◆ EXERCISE GOAL ◆
Keep only the lines of the data below that contain the string "work", and drop all the others.

===============

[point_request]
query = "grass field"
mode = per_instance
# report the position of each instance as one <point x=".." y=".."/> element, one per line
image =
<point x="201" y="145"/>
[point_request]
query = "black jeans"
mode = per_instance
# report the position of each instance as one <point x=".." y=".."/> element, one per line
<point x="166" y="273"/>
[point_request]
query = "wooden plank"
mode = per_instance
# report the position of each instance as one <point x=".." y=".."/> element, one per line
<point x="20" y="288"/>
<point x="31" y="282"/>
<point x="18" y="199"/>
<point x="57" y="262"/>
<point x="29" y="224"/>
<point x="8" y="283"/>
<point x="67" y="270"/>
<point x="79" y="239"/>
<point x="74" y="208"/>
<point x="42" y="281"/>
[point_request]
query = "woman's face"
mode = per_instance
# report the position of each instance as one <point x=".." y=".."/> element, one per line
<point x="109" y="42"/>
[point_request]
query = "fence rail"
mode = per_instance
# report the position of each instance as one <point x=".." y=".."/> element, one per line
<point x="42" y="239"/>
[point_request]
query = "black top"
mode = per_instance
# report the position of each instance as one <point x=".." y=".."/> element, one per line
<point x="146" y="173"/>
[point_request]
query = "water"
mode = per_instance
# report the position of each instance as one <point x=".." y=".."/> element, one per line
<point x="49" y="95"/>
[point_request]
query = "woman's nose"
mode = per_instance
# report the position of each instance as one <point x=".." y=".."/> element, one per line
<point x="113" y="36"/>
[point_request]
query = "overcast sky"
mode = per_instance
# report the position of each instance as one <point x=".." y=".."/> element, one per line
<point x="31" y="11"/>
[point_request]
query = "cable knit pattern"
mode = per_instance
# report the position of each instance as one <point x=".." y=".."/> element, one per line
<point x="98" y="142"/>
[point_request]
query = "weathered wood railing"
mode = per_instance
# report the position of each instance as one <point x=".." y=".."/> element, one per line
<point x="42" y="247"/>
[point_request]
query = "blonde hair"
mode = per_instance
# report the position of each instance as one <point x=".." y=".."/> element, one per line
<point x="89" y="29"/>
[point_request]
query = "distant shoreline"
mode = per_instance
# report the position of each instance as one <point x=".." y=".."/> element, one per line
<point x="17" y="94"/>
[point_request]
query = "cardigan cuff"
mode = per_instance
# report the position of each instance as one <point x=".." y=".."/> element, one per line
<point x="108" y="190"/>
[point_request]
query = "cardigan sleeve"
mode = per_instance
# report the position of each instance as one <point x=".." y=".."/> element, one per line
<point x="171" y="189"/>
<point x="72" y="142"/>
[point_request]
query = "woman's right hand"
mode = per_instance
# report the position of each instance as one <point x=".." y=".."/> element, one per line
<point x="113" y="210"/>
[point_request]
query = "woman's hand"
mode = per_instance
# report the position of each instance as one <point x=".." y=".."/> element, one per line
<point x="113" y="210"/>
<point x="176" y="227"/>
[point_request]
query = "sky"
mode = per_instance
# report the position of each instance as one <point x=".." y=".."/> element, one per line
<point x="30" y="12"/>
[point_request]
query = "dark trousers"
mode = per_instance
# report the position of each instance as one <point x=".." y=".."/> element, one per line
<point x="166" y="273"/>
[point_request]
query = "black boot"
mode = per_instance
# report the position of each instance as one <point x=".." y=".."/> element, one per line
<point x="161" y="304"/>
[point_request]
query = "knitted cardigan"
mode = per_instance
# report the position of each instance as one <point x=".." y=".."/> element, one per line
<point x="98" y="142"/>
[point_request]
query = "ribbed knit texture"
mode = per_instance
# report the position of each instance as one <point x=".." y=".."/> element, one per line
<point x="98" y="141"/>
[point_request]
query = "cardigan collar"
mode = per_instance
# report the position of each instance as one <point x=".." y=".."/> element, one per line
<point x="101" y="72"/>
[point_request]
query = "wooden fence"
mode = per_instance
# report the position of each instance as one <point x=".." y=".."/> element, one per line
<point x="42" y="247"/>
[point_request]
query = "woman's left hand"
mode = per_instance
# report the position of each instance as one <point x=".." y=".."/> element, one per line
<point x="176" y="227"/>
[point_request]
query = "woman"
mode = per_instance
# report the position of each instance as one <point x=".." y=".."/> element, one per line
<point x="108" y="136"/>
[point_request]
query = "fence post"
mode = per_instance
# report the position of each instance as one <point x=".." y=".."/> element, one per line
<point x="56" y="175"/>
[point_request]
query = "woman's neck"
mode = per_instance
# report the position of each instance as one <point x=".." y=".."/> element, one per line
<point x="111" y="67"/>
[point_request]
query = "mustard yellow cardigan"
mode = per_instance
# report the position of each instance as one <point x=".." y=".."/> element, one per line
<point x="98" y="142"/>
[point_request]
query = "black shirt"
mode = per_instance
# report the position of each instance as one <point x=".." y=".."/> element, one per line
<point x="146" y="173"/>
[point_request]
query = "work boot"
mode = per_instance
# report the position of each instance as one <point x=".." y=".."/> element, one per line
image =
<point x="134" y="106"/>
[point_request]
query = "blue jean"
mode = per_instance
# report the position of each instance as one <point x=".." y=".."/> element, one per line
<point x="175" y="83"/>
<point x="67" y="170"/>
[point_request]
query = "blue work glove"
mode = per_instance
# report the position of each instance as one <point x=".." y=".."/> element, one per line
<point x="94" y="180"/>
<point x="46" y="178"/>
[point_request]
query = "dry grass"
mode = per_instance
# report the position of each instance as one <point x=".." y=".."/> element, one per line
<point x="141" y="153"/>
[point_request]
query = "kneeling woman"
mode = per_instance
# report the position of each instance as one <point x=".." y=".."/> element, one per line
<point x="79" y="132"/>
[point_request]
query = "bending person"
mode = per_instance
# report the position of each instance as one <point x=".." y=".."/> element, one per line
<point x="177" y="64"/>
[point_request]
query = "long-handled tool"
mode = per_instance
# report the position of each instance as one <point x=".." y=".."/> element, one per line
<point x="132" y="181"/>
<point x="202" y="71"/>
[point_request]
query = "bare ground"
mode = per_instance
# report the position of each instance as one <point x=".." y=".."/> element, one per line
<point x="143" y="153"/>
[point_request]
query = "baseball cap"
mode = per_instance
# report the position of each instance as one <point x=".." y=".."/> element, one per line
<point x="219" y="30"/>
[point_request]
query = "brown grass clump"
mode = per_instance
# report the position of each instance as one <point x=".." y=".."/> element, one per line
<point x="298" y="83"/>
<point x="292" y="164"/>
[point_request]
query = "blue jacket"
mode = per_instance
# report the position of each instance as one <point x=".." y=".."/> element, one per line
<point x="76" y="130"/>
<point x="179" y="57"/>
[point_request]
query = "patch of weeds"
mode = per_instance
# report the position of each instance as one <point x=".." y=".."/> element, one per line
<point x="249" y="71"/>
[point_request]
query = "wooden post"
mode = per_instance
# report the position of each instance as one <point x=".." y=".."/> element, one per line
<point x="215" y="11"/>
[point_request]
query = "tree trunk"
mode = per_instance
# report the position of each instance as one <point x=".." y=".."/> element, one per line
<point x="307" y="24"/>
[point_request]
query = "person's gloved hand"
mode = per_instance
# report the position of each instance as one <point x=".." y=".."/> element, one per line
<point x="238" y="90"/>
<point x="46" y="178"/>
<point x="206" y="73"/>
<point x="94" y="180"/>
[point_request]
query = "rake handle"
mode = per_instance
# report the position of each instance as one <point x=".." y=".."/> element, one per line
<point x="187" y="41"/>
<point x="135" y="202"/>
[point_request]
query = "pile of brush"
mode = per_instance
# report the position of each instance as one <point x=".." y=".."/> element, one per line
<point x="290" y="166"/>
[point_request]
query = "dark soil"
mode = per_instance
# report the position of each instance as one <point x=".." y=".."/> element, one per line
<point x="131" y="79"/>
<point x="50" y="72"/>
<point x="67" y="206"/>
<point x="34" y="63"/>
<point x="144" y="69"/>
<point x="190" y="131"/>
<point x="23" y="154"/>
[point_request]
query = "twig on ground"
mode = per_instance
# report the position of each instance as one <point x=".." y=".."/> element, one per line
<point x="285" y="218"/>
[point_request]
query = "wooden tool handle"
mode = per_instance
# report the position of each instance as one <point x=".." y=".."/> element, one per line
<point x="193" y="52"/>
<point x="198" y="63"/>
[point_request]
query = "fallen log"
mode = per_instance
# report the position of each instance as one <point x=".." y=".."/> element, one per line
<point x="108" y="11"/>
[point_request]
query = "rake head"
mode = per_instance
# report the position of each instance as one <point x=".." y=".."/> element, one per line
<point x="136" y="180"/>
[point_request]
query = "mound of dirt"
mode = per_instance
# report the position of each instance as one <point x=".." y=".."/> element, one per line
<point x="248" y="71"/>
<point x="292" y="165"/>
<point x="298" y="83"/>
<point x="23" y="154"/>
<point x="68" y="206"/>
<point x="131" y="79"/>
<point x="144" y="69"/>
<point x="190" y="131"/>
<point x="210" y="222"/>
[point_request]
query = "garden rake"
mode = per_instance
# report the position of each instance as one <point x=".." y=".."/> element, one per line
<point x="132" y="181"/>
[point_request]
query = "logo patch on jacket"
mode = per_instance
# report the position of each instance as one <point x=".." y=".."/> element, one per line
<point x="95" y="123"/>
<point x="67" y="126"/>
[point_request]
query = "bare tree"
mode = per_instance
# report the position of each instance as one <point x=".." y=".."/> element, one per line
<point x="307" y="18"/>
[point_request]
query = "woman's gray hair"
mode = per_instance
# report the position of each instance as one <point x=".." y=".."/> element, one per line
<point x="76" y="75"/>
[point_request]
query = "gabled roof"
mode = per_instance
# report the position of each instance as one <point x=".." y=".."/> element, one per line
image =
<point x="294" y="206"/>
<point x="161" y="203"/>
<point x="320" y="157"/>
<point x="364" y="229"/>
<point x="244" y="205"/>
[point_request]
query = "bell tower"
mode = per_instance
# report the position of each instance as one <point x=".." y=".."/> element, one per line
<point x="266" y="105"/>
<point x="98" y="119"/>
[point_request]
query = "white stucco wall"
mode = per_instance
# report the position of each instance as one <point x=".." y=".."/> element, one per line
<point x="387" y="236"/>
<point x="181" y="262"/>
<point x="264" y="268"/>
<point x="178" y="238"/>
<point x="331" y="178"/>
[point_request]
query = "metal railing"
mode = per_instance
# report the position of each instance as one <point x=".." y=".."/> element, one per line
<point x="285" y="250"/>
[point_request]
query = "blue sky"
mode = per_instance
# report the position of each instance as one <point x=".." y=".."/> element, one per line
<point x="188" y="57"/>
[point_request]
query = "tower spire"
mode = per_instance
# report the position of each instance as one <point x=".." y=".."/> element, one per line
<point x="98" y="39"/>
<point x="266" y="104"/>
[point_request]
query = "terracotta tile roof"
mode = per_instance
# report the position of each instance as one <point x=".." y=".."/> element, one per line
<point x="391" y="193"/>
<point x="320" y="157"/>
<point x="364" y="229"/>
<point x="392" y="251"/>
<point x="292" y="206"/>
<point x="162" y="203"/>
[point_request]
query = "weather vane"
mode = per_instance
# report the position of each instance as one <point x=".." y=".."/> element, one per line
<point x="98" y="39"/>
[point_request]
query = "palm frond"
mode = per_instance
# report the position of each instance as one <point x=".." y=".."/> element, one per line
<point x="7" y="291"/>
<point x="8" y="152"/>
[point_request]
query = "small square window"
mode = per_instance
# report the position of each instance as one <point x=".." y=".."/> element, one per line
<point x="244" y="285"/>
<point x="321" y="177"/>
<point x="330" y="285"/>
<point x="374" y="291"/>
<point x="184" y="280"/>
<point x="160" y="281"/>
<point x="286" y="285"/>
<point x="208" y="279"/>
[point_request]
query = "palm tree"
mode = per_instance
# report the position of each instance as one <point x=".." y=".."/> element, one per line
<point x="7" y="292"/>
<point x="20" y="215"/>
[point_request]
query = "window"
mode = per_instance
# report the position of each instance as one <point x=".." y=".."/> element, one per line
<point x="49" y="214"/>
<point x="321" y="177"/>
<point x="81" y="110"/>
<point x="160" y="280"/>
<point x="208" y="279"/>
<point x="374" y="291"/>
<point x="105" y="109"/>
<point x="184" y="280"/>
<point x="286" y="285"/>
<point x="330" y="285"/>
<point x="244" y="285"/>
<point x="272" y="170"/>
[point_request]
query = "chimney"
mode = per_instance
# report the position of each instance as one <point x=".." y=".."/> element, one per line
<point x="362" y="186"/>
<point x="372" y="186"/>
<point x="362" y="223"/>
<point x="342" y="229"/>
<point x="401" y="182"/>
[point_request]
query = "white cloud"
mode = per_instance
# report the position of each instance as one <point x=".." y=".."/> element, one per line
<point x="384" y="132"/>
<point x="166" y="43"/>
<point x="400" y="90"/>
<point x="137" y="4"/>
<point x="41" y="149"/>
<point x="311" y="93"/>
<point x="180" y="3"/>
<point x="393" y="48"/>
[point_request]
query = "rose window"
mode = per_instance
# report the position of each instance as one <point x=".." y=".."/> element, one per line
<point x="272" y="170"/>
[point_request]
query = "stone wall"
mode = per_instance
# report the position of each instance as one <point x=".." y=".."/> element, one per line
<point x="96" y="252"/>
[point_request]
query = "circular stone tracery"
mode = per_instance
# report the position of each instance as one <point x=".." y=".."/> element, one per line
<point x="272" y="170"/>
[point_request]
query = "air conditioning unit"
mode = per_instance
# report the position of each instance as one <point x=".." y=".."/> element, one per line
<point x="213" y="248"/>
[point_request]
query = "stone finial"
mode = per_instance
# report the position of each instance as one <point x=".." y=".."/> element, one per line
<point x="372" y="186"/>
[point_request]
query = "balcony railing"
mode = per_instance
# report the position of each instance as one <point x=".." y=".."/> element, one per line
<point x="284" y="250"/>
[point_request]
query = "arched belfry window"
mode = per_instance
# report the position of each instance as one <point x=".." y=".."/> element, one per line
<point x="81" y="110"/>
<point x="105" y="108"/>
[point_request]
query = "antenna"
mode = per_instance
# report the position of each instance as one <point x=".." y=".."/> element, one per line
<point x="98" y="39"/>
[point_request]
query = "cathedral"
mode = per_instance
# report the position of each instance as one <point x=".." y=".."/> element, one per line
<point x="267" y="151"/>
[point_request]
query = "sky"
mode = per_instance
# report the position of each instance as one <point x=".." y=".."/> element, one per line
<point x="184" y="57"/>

===============

◆ ANSWER TO THE EXERCISE ◆
query = "work boot"
query = "blue work glove"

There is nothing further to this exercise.